Given information: Begin

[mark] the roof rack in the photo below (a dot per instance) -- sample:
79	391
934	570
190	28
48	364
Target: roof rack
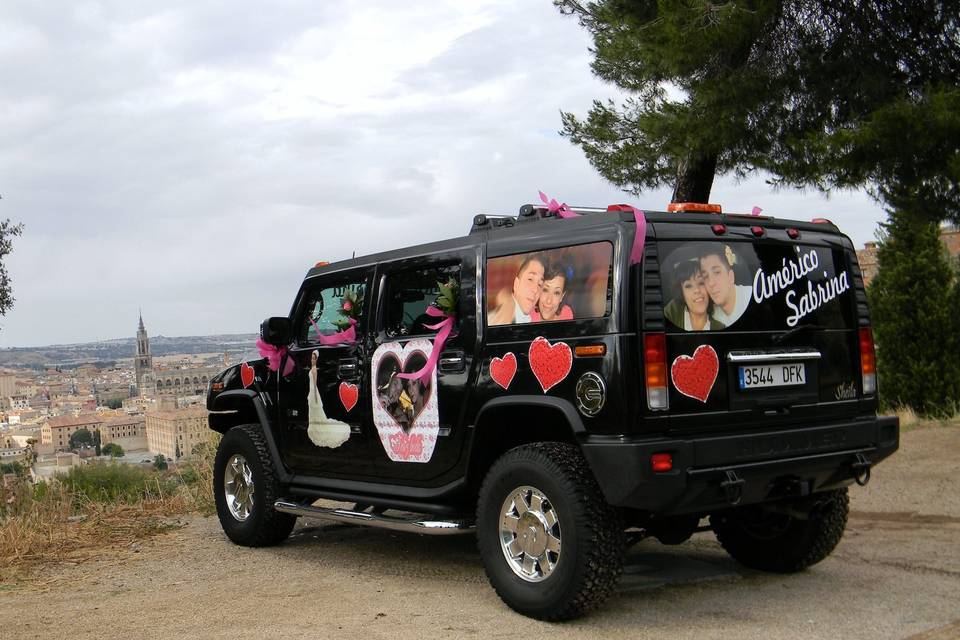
528	213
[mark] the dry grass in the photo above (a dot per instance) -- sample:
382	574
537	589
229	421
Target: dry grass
910	420
96	511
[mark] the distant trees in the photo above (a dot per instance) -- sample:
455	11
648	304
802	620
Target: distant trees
81	439
823	94
8	231
113	450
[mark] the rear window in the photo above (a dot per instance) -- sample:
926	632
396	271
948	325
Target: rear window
714	286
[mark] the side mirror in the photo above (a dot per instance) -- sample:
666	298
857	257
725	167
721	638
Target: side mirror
277	331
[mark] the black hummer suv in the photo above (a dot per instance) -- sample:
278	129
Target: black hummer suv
538	383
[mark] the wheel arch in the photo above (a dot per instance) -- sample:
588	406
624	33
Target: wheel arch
505	423
243	406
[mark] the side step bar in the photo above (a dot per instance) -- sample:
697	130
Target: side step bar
414	525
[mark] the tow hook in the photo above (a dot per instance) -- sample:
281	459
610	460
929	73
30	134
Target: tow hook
861	470
733	487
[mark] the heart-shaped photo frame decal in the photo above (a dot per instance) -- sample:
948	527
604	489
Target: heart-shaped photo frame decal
405	411
502	370
349	394
694	376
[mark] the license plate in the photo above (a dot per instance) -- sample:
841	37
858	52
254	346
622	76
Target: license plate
772	375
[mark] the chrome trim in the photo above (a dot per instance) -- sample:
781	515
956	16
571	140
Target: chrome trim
772	356
591	394
348	516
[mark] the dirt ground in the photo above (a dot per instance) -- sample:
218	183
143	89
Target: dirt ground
896	574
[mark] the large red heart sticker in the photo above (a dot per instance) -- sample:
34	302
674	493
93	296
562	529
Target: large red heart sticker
550	362
694	376
503	369
247	374
349	394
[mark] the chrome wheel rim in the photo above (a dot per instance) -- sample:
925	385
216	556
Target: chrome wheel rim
238	487
530	534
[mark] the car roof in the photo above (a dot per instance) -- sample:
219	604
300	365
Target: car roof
536	226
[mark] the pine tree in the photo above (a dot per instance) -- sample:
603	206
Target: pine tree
914	303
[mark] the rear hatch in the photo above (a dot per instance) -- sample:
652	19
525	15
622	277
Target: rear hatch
761	322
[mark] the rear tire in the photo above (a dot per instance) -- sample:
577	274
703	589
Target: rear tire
551	545
773	540
245	487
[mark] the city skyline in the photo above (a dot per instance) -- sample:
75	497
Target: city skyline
196	161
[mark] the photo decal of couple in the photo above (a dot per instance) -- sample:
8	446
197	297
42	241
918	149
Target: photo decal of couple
707	296
548	286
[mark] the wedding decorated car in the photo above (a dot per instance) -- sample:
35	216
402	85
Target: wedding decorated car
562	383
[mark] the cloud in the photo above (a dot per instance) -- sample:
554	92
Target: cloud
195	158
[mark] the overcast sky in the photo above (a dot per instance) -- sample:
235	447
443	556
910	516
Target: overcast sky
195	160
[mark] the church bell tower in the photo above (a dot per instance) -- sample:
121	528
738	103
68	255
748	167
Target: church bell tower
143	362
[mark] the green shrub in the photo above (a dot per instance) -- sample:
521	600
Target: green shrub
116	483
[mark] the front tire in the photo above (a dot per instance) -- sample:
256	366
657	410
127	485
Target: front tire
245	487
785	540
551	545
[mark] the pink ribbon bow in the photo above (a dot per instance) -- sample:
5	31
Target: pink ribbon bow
348	335
274	355
639	239
444	329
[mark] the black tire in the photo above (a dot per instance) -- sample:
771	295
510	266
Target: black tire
590	559
784	540
264	526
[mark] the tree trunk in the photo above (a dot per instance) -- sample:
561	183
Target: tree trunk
695	178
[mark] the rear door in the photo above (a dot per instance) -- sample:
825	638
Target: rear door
761	331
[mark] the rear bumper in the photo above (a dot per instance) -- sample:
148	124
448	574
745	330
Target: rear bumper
707	472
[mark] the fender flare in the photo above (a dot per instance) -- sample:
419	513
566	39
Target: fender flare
251	396
564	406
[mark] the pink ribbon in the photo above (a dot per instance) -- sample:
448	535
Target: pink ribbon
274	355
443	332
348	335
639	239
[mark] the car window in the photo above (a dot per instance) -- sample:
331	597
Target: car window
334	314
410	293
561	284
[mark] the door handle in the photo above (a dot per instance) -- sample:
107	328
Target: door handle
347	368
452	362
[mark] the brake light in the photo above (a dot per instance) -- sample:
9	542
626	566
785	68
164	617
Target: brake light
655	370
661	462
693	207
868	362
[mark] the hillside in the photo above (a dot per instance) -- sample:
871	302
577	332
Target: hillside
124	349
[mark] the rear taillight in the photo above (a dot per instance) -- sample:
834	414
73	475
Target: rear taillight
655	370
868	362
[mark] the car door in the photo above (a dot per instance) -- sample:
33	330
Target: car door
419	423
324	421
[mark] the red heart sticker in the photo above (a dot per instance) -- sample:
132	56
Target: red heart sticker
550	362
694	376
247	374
503	369
349	394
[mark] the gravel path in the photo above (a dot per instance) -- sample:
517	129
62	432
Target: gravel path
896	574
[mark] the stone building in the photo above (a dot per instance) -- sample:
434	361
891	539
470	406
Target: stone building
129	432
143	362
57	431
176	432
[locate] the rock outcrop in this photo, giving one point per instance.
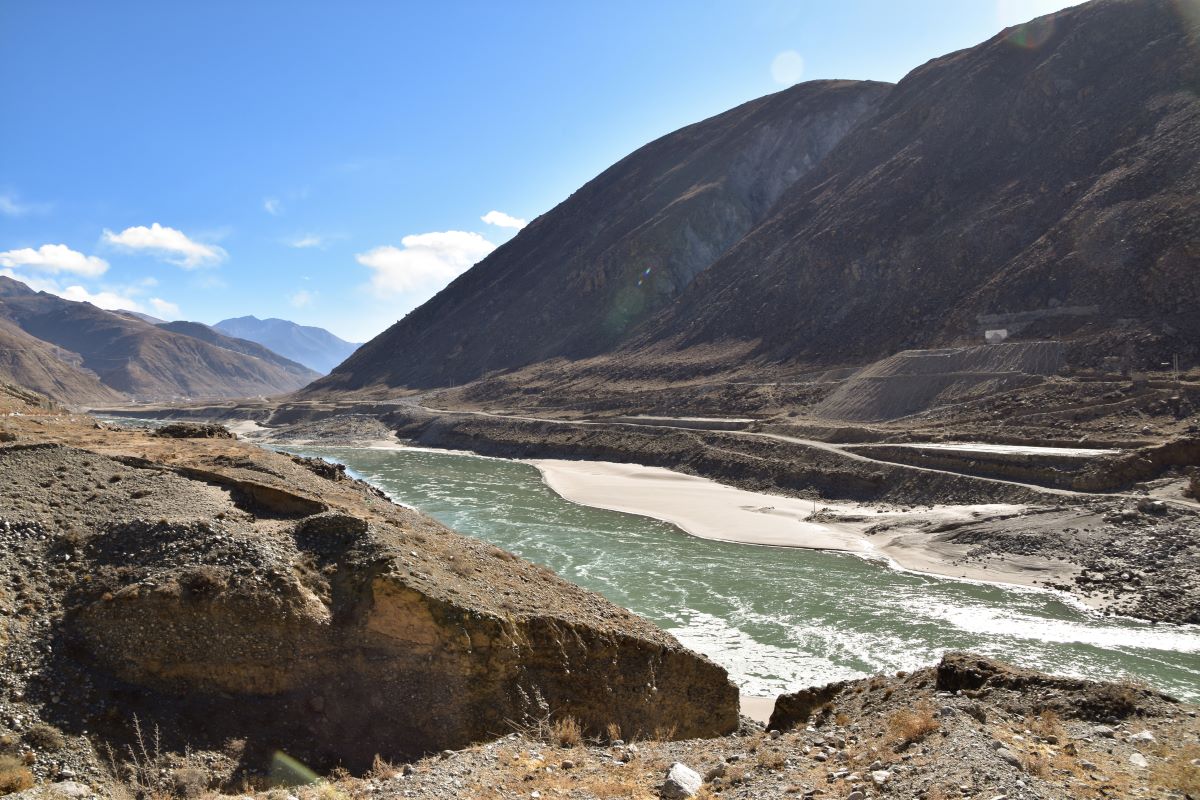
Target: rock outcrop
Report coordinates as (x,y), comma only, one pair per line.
(581,277)
(1043,182)
(333,629)
(112,358)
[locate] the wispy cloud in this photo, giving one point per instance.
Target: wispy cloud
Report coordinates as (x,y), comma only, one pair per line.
(502,220)
(172,245)
(303,299)
(787,67)
(108,298)
(306,240)
(424,260)
(11,206)
(163,308)
(54,259)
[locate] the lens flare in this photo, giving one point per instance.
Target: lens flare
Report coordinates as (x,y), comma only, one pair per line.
(289,771)
(1031,35)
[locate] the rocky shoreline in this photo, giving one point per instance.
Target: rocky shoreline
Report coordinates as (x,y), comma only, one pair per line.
(1129,554)
(179,608)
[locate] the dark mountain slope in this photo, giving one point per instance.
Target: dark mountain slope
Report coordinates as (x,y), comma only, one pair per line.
(313,347)
(137,358)
(1002,179)
(213,336)
(579,278)
(35,365)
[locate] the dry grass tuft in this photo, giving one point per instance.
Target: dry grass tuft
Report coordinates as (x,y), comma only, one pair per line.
(567,732)
(1048,723)
(382,769)
(666,734)
(772,759)
(15,776)
(907,726)
(1036,764)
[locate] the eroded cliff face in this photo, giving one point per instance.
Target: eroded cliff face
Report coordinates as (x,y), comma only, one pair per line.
(580,278)
(334,636)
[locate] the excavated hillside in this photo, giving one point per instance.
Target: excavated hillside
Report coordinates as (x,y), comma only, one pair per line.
(1044,182)
(136,358)
(581,277)
(227,593)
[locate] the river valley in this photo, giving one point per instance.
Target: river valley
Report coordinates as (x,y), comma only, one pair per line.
(777,618)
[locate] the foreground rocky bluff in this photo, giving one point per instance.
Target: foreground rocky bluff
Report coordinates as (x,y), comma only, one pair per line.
(227,591)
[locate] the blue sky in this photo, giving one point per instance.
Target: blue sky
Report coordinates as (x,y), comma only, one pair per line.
(334,162)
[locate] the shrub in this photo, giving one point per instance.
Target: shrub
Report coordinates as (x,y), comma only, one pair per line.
(567,732)
(15,776)
(907,726)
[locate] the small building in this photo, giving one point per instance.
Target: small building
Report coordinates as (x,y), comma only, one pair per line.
(995,336)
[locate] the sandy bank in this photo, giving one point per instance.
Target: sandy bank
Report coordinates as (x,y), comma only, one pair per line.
(700,506)
(711,510)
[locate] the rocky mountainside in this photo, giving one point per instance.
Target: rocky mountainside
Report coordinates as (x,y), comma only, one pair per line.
(581,277)
(246,347)
(135,358)
(313,347)
(1048,178)
(36,365)
(226,591)
(1044,182)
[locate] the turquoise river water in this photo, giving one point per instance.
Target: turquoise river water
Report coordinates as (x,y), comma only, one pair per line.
(777,618)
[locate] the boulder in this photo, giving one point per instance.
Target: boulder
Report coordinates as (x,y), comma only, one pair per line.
(365,629)
(682,782)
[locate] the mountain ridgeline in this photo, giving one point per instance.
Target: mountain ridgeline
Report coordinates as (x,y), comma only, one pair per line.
(1047,181)
(83,355)
(313,347)
(576,281)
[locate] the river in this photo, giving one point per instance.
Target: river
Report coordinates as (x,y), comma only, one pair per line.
(778,619)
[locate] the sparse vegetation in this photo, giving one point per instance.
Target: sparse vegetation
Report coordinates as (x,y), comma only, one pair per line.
(1045,725)
(567,732)
(15,776)
(909,726)
(43,735)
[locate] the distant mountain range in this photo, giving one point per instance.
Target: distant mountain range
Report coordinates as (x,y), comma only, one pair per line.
(79,354)
(1045,181)
(313,347)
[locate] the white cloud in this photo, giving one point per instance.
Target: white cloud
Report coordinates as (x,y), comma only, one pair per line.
(307,240)
(172,244)
(502,220)
(787,67)
(425,260)
(301,299)
(54,259)
(165,308)
(109,300)
(1013,12)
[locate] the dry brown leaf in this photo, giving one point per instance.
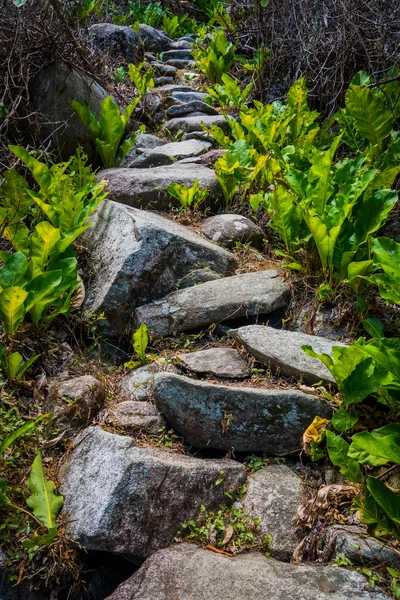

Given information: End

Work request
Return all lines of the data in which the string "wispy" appears.

Finished task
[locate] the wispy cloud in this photo, giving one point per instance.
Target: wispy cloud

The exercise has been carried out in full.